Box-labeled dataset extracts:
►
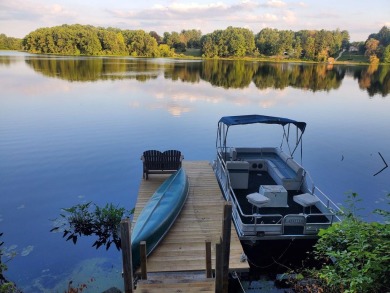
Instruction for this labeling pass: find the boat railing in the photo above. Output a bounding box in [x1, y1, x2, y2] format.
[304, 171, 343, 222]
[215, 148, 283, 224]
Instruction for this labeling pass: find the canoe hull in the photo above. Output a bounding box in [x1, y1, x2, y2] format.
[131, 168, 189, 268]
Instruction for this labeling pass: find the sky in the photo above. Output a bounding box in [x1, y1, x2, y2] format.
[0, 0, 390, 42]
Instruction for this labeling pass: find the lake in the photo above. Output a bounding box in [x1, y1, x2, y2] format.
[0, 51, 390, 292]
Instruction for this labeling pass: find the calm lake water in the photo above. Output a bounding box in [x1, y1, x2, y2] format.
[0, 51, 390, 292]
◄
Set task:
Turn every line from the one containing "Instruction for this labeling pass: find the lake" through the end of the items, both ends included, into a numbered list, and leave out any blank lines.

Finished exercise:
1. Instruction for this labeling pass: find the lake in the photo above. Output a bounding box in [x1, y1, x2, y2] format.
2. [0, 51, 390, 292]
3. Instruction for this labeling pass: find the calm lake water in the photo above. Output a bounding box in [x1, y1, x2, y2] format.
4. [0, 51, 390, 292]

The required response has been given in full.